■ Prompt:
Reproduce the records from their start through the line containing "[[285, 347], [269, 364]]", requests included, shifting every coordinate in the answers by adding 71 to it. Omit the pictures from your output.

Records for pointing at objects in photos
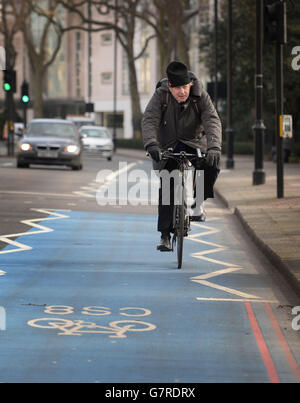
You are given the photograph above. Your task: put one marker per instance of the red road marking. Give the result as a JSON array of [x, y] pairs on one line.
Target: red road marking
[[285, 347], [269, 364]]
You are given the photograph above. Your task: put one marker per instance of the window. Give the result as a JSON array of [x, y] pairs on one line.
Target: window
[[106, 78], [106, 39]]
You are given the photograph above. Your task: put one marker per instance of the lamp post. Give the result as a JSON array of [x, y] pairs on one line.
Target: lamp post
[[258, 127], [216, 57], [115, 77], [229, 130]]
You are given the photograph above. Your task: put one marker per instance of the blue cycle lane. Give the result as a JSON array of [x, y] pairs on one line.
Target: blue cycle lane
[[87, 298]]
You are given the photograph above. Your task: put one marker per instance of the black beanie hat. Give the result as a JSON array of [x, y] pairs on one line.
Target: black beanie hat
[[178, 74]]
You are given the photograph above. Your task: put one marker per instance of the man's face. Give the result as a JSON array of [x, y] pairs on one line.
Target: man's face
[[181, 93]]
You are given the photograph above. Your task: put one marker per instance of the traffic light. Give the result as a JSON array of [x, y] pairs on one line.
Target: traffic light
[[25, 92], [275, 21], [9, 81]]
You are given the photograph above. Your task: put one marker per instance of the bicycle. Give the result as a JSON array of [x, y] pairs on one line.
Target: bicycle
[[181, 215]]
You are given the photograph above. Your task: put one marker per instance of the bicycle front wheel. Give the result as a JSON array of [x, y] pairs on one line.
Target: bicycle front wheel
[[180, 234]]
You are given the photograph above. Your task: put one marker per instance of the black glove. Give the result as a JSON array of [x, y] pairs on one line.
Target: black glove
[[213, 157], [154, 152]]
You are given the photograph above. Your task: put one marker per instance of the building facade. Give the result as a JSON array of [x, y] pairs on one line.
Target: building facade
[[88, 69]]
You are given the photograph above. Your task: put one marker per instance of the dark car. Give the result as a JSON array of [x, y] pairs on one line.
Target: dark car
[[50, 142]]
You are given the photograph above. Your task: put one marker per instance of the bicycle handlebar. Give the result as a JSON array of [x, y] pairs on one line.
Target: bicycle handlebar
[[181, 155], [165, 155]]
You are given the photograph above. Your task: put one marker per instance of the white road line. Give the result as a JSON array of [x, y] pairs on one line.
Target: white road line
[[216, 248], [237, 300], [32, 223]]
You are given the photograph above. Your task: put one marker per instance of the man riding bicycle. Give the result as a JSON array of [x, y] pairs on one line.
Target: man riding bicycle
[[181, 116]]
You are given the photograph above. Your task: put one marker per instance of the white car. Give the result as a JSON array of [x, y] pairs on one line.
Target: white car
[[97, 140]]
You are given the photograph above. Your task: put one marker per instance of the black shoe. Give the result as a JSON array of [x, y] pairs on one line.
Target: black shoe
[[201, 217], [164, 245]]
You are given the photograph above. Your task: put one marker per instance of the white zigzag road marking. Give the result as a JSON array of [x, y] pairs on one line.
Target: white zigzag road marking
[[202, 279], [40, 230]]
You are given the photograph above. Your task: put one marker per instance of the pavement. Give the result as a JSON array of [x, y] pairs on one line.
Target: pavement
[[273, 223]]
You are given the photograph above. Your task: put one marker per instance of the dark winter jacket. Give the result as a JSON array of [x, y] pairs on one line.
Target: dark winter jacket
[[181, 123]]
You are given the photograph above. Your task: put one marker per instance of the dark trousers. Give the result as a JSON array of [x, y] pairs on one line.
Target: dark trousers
[[165, 212]]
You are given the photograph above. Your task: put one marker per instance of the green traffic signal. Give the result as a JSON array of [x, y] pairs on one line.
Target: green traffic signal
[[7, 87], [25, 99], [9, 80]]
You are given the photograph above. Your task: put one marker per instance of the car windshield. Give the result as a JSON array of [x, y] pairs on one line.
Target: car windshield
[[95, 133], [56, 129]]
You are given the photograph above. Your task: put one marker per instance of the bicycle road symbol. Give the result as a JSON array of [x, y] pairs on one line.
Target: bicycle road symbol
[[67, 327]]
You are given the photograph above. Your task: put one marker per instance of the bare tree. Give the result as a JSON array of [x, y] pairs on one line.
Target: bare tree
[[168, 19]]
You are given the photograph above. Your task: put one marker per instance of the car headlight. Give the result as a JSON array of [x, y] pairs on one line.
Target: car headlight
[[25, 147], [72, 149]]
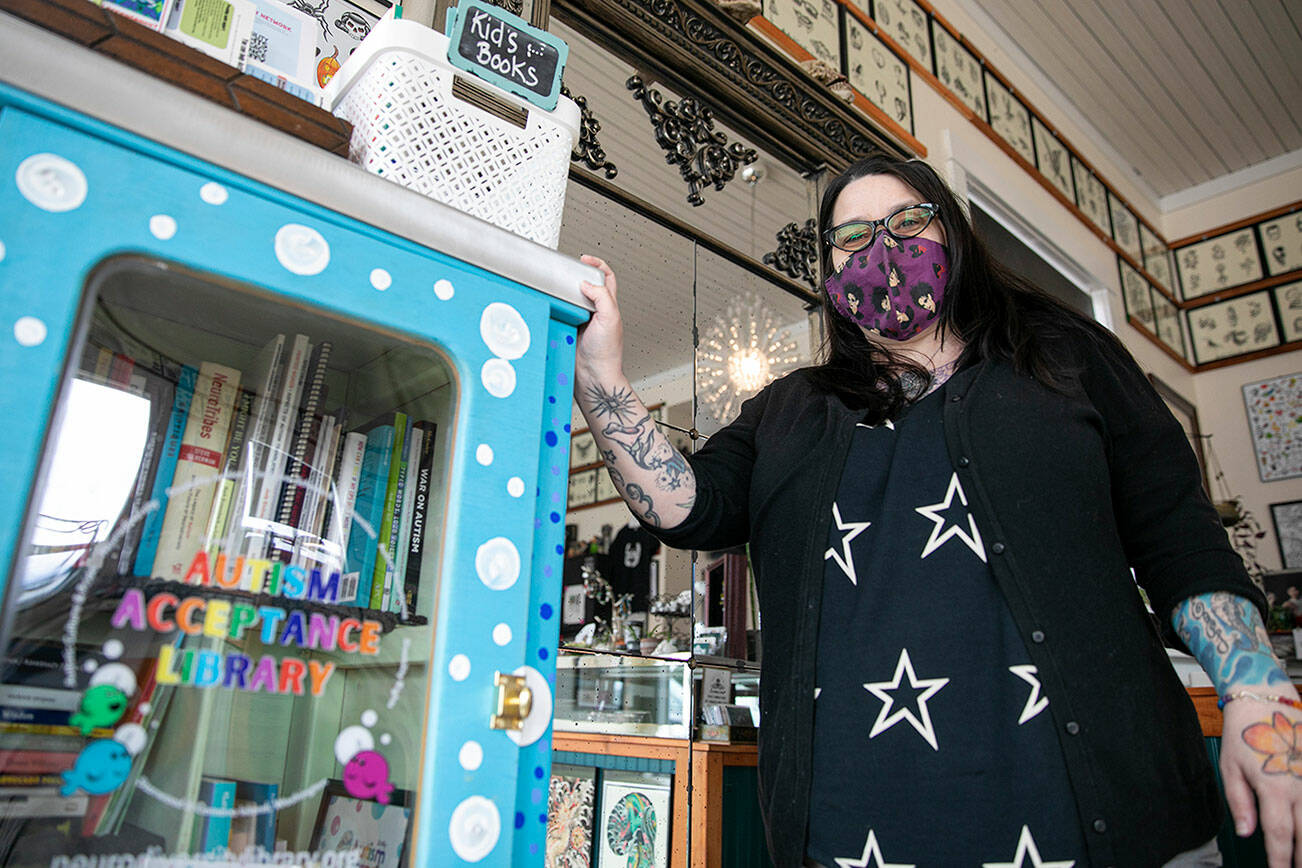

■ Solution to the exercise:
You are given the photograph above. Your task: put one marker per instance of the red road marking. Give the result as a JSON array of [x, y] pairs on one line.
Target: red road marking
[[356, 418], [340, 435]]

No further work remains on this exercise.